▸ WORK INSTRUCTION 1
From the comments on taxes and public pensions, quote the text between "9.3% of our" and "a spending problem.", inclusive.
▸ WORK INSTRUCTION 2
Translate this sentence from the comments on taxes and public pensions into Spanish: "They don’t have a revenue problem, they have a spending problem."

▸ EXERCISE PASSAGE
• • • • • • •

I can tell you that this is pretty discouraging. Public employees are retiring in their early 50s with spiked pensions of $100k or more, COLA’ed for life, and health benefits. To replicate that as a private employee, I would have to have on the order of $4 million given the current low-yielding investment environment. Good luck saving that much in a 401k with a $22k/year limit (and remember most of my career the limit was a lot lower). So, to have any hope of such a retirement, which isn’t exactly lavish, a private employee needs $millions in taxable savings, and therefore is exposed to the odious new medicare surtax. If he/she is conservative (and, given the performance of the stock market for the past 10 years, who can blame him/her?), a lot of this will be in bonds where he/she is being hammered by the tax system at every turn. The tax system doesn’t care if your interest “income” is really just inflation, it doesn’t care if some of your capital gains (assuming you have any) are just inflation, it treats this income the same as if it were “real” income (which all work-derived income is). The 3.8% surtax is, as I said, just one more shot in America’s war on savers.

Combined state and local sales taxes in California are approach 10% in many localities.

9.3% of our incomes, 9% of every purchase, 1% or more of real estate assessed value, high corporate taxes and fees, billions in Federal stimulus money quietly transferred to bail them out. (Note that the state government helps itself to some of the local tax revenues. Their income is not limited to statewide taxes – it is considered fungible at the discretion of the state.)

And still the state is going broke.

They don’t have a revenue problem, they have a spending problem.

The money that could have fixed a pothole in Larry’s town went instead to build a bigger fatter ass on some unionized government employee or to some retired government official drawing a $200,000 annual “pension.”

@Hard (#58):

Umm no Larry. They showed how tax cuts increased revenue and DID NOT hurt revenue. You use projected revenue from tax increases (wildly inaccurate) to claim that tax cuts reduced revenue (deliberately dishonest). Not that you are capable of grasping the facts, but go back to the threads if you want proof (for the umpteenth time). You seem to forget I was involved in those debates. I asked you for proof on certain claims you made. You could not or would not produce it. I demonstrated how the debt to GDP arguement was bogus and that economists are hardly the gurus you pretend they are. Yet, here we are all over again.
All you do is spew the same disproven leftist mantra. Tax cuts bad, tax increases good. You deliberately ignore the insane spending so you can justify your support of an all powerful government.

• • • • • • •

▸ LISTED RECORDS
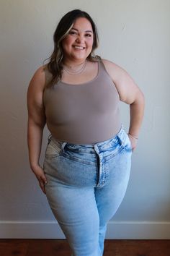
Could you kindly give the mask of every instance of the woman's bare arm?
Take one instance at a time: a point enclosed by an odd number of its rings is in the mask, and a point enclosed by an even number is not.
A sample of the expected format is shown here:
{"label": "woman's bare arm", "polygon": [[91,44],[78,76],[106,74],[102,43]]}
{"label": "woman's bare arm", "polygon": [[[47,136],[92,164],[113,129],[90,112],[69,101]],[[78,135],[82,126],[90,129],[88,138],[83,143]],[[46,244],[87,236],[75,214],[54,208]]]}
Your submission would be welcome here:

• • • • • • •

▸ WRITTEN RESPONSE 1
9.3% of our incomes, 9% of every purchase, 1% or more of real estate assessed value, high corporate taxes and fees, billions in Federal stimulus money quietly transferred to bail them out. (Note that the state government helps itself to some of the local tax revenues. Their income is not limited to statewide taxes – it is considered fungible at the discretion of the state.)

And still the state is going broke.

They don’t have a revenue problem, they have a spending problem.

▸ WRITTEN RESPONSE 2
No tienen un problema de ingresos, tienen un problema de gasto.